Starting at the line that contains "--target overcast sky" and continuing through the end of the records, write those lines out again with "each instance" changed to "every instance" and nothing else altered.

>>>

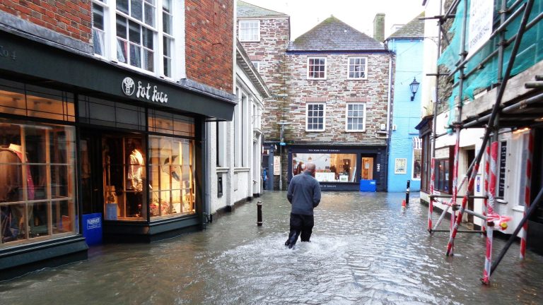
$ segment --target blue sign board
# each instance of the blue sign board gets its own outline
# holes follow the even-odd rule
[[[102,244],[102,213],[83,215],[83,236],[88,246]]]

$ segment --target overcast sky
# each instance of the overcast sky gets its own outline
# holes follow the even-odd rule
[[[373,18],[385,14],[385,37],[395,24],[406,24],[424,10],[423,0],[243,0],[291,16],[291,40],[334,15],[356,30],[373,36]]]

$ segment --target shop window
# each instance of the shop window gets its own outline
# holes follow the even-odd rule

<<<

Answer below
$ segment --target overcast sky
# every instance of the overcast sky gets its own outline
# holes follow the even-odd rule
[[[373,18],[385,14],[385,37],[395,24],[406,24],[424,10],[423,0],[243,0],[291,16],[291,40],[334,15],[356,30],[373,36]]]

$ segment --target shop window
# every instance of the shop window gets its own outline
# holes follow the even-odd rule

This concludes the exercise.